____ Исходный фрагмент

Шкала времени или календари будущего в романе «Последние и первые люди» Олафа Стэплдона
 
 
 
   Самым неудачным можно, пожалуй, считать начало, поскольку, оттолкнувшись от тридцатых годов, Стэплдон ринулся в описание ряда войн, вначале европейских, потом глобальных, из которых спустя триста лет после Первой мировой войны возникает объединенная, то есть американизированная планета. Если даже умолчать о том, что самым миролюбивым, культурным и переполненным духом гуманизма государством сороковых годов нашего века он «обозначил» Германию, то особо шокирует проявленное им невежество в области точных наук. Во время нарастания конфликта между Европой и Америкой в Плимуте (Англия) собирается группа ученых, и некий юный китаец демонстрирует им действие оружия, напоминающего «средневековый мушкет» и высвобождающего атомную энергию; этим оружием он уничтожает американские самолеты, совершающие демонстративный облет Англии. Сей факт приводит к войне, в результате которой погибает вся Европа. Наш упрек относится не к тому, что в действительности описанное не случилось; дело в том, что после драматической демонстрации китайский физик уничтожает свое оружие, а сам кончает пред лицом собравшихся жизнь самоубийством; если б мы, как читатели, это даже переварили, то уж отстоять утверждение, будто тайное изобретение не удалось раскрыть, — невозможно. Оно так и осталось загадкой на несколько десятков тысяч (!!) лет. Так вот, такие утверждения к лицу лишь человеку, просто-напросто не понимающему механизм научных открытий; у них мало общего с жеребьевкой, а замки, за которыми хранится атомная энергия, — вовсе не разновидность кодовых амбарных замков, ключ к которым можно подобрать только благодаря невероятно малоправдоподобной и счастливой случайности, одной, скажем, на миллиард попыток. Совершенно ясно, что даже если б все физики, сталкивающиеся в тридцатых годах с явлением уранового распада, покончили с собой, то овладение атомной энергией сегодня было бы уже свершившимся общеизвестным фактом. Эта закономерность относится не к одним лишь нуклеарным явлениям, но распространяется вообще на все сферы научных исследований. Новые и крупные открытия становятся возможными, когда совокупность информационных фронтов науки подходит к ним достаточно близко; конечно, первооткрывателями оказываются люди исключительно проницательные, но их временное отсутствие не сводит вероятность открытия к нулю, а лишь малосущественно, если смотреть на это с исторической перспективы, меняет дату его свершения.

________
____ Исходные данные

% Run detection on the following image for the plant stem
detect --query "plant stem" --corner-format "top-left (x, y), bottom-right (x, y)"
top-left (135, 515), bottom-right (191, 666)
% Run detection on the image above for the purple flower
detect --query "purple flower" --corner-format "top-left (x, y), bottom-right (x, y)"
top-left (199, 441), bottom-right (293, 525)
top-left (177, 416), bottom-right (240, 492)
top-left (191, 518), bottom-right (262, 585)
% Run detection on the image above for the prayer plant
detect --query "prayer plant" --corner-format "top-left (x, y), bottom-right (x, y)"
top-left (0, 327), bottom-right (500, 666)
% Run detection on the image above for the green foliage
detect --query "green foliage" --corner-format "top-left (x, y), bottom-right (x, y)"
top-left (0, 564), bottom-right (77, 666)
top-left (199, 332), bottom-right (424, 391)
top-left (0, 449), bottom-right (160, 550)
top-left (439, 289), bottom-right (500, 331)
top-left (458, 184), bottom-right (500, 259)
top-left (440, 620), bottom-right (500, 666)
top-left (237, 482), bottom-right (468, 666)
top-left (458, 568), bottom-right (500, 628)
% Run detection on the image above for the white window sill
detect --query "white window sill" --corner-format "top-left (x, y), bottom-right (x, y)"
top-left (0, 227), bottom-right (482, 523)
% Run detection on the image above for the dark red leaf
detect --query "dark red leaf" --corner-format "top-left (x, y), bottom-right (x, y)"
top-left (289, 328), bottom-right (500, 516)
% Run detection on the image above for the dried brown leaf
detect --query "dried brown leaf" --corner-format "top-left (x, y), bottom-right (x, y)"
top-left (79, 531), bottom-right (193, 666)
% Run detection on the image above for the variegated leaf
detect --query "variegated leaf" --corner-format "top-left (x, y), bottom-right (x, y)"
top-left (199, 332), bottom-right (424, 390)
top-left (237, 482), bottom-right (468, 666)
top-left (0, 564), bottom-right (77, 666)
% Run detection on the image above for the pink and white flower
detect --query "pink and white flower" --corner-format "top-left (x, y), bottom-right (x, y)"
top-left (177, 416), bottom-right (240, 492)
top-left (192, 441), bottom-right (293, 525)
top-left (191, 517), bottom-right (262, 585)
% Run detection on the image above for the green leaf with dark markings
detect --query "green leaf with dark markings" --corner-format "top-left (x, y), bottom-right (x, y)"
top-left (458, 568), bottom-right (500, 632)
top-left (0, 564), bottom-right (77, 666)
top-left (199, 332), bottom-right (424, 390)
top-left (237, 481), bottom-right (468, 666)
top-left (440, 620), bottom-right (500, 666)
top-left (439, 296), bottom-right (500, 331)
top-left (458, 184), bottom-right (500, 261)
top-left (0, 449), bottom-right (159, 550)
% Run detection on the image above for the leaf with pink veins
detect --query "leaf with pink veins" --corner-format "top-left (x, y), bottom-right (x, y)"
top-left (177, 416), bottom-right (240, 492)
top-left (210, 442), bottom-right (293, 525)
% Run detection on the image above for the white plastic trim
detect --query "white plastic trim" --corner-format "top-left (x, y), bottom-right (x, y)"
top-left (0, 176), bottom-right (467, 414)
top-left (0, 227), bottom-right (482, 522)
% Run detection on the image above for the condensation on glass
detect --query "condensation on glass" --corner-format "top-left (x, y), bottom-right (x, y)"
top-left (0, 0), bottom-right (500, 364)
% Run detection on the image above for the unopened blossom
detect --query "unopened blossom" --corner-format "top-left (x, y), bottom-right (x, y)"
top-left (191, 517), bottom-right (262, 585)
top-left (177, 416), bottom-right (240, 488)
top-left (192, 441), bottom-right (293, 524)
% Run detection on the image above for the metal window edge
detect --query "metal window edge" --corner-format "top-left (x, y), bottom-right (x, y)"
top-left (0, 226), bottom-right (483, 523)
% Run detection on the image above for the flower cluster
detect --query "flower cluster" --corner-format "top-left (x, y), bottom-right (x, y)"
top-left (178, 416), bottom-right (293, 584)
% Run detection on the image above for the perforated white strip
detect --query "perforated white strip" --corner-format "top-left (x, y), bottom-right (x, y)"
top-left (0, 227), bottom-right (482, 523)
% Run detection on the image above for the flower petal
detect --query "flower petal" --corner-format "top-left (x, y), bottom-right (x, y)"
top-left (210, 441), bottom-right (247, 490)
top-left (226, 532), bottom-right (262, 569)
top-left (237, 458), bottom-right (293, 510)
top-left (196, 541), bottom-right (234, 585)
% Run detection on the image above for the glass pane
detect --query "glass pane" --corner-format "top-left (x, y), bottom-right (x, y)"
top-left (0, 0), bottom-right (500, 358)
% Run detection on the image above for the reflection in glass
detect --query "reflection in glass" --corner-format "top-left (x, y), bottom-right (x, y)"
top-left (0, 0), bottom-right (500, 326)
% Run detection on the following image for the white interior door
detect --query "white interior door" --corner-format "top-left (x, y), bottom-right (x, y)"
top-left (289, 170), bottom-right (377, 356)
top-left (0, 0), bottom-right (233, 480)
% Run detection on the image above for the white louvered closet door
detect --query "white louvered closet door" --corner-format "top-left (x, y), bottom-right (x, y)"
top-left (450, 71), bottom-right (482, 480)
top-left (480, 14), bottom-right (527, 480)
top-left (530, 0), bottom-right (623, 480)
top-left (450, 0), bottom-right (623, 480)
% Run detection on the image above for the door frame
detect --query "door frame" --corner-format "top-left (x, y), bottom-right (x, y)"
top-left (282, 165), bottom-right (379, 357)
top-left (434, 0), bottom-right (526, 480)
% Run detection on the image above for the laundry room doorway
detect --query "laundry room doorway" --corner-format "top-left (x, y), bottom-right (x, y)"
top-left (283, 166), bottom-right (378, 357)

________

Набор заданий -
**A)** Оформите строки записей от самой первой до строки с «top-left (0, 327), bottom-right (500, 666)» включительно как таблицу Markdown со столбцами «№» и «Строка», пропустив пустые строки.
**B)** Подхватите фрагмент о романе «Последние и первые люди» и продолжите его с места сразу после последнего приведённого предложения.
Текст и записи представляют собой отдельные, не связанные между собой материалы.

Результаты по заданиям -
**A)**
| № | Строка |
|---|---|
| 1 | % Run detection on the following image for the plant stem |
| 2 | detect --query "plant stem" --corner-format "top-left (x, y), bottom-right (x, y)" |
| 3 | top-left (135, 515), bottom-right (191, 666) |
| 4 | % Run detection on the image above for the purple flower |
| 5 | detect --query "purple flower" --corner-format "top-left (x, y), bottom-right (x, y)" |
| 6 | top-left (199, 441), bottom-right (293, 525) |
| 7 | top-left (177, 416), bottom-right (240, 492) |
| 8 | top-left (191, 518), bottom-right (262, 585) |
| 9 | % Run detection on the image above for the prayer plant |
| 10 | detect --query "prayer plant" --corner-format "top-left (x, y), bottom-right (x, y)" |
| 11 | top-left (0, 327), bottom-right (500, 666) |

**B)**
   Есть еще несколько бросающихся в глаза наивностей вроде анахронизмов и мелодраматизмов в первой части «Последних и первых людей», например, сцена, в которой посланники США и Китая во время секретных переговоров, имеющих целью положить конец войне между этими государствами, встречают на тихоокеанском острове прелестную туземку, нагишом выходящую из воды, и цветастыми речами выражают неожиданно вспыхнувшие желания, а темнокожая дива, именующая себя «Дочь Человеческая», выбирает американца и, прежде чем отправиться с ним в Штаты, подписывается в качестве свидетеля на заключенном ими секретном договоре! Если к этому добавить, что китаец является на переговоры (и это после двухтысячного-то года!) в шелковом кимоно и с косой, то абсолютное неправдоподобие полученного образа становится полным.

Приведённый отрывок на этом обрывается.